Excerpts from a point-labeling dataset:
-- Start --
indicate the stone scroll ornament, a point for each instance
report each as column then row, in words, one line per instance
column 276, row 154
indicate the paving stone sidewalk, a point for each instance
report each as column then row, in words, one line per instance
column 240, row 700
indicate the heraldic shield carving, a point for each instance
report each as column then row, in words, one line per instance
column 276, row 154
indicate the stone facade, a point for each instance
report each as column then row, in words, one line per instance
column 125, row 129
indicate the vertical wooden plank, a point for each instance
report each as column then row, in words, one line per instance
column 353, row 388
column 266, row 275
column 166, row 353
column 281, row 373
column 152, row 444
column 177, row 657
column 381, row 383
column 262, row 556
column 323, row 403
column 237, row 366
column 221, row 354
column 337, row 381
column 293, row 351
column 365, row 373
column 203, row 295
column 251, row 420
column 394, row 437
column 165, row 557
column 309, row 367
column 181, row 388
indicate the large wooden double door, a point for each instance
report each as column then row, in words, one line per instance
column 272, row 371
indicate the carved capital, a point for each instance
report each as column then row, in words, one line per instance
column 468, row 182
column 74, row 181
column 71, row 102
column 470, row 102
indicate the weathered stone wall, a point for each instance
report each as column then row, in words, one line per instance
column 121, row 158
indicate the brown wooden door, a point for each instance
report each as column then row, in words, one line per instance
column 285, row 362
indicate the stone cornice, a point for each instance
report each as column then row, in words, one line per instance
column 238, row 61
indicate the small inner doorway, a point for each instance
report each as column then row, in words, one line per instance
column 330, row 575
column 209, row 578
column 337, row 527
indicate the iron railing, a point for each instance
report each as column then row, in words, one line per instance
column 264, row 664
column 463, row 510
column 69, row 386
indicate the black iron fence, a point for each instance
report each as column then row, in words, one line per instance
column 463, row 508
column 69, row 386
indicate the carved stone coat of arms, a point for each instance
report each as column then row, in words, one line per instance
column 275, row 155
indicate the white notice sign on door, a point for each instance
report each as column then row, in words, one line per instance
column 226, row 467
-- End --
Given instruction:
Rewrite the entries above as a JSON list of strings, one string per line with blank lines omitted, beginning at the first line of the entries and stopping after the line that contains "column 125, row 129".

Answer below:
[
  "indicate the stone scroll ornament, a point for each instance",
  "report each as column then row, in words, one line per instance",
  "column 276, row 154",
  "indicate the paving stone sidewalk, a point for each instance",
  "report each as column then row, in words, one line per instance",
  "column 240, row 700",
  "indicate the heraldic shield carving, a point for each instance",
  "report each as column then row, in words, one line per instance",
  "column 276, row 154",
  "indicate the stone facade, a point for each instance",
  "report each as column then row, in words, one line per instance",
  "column 125, row 129"
]